* **EJERCICIO**
Según el fragmento seleccionado, ¿en qué canal se emitía la película con Gerard Philippe?

* **FRAGMENTO SELECCIONADO**
Un extraño despertador erótico
No llegué tan tarde
como suelo hacerlo. No eran más de las dos de la mañana. Ciertas
citas de la noche habían fracasado, la gente no estaba donde había
dicho que estaba y dos y media después de la medianoche y yo ya
estaba acostado mirando el final de una película con Gerard Philippe
en la TV Pública. Era un gran actor y un tipo de una pinta
espectacular. Pero era imposible descubrir la trama. Solo faltaban
algunos minutos y, más allá de reconocer al actor, era imposible
desentrañar de qué se trataba.
Pasé al 9 donde
Viviana Canosa y el hijo de Martín García, entre otros, hablaban no
sé qué del programa de Tinelli, que ignoro de qué se trata.
Al cabo de quince
minutos decido que es suficiente y que habida cuenta de todo lo que
tengo que hacer al día siguiente mejor es tratar de dormir. Había
tenido un día lleno de buenas situaciones, de alentadoras reuniones.
No había habido nada que empañara un hermoso día de primavera.

Extractos de datos de señalamiento
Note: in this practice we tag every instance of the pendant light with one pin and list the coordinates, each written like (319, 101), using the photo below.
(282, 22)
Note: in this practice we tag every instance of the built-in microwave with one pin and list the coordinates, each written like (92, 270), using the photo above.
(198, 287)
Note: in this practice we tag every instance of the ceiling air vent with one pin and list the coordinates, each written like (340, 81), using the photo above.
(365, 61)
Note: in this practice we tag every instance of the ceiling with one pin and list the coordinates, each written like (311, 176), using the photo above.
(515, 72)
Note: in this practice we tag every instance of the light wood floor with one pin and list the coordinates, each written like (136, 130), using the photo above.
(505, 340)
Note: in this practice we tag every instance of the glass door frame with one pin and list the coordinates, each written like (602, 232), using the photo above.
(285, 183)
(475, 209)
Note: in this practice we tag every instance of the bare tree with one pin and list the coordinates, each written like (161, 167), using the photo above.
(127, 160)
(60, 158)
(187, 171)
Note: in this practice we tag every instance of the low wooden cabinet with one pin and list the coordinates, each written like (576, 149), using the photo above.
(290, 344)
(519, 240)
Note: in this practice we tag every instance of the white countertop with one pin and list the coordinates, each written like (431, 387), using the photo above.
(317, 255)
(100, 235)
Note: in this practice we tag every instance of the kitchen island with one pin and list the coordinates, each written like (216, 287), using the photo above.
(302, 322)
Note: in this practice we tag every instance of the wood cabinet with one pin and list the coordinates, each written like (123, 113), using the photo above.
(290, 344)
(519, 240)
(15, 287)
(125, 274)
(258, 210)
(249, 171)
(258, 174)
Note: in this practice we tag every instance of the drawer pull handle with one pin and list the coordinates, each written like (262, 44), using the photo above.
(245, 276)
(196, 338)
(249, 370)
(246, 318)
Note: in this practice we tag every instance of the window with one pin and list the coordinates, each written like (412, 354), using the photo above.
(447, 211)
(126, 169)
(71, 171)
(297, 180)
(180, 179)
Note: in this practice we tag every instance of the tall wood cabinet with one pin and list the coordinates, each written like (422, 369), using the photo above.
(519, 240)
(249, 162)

* **RESULTADO**
En la TV Pública.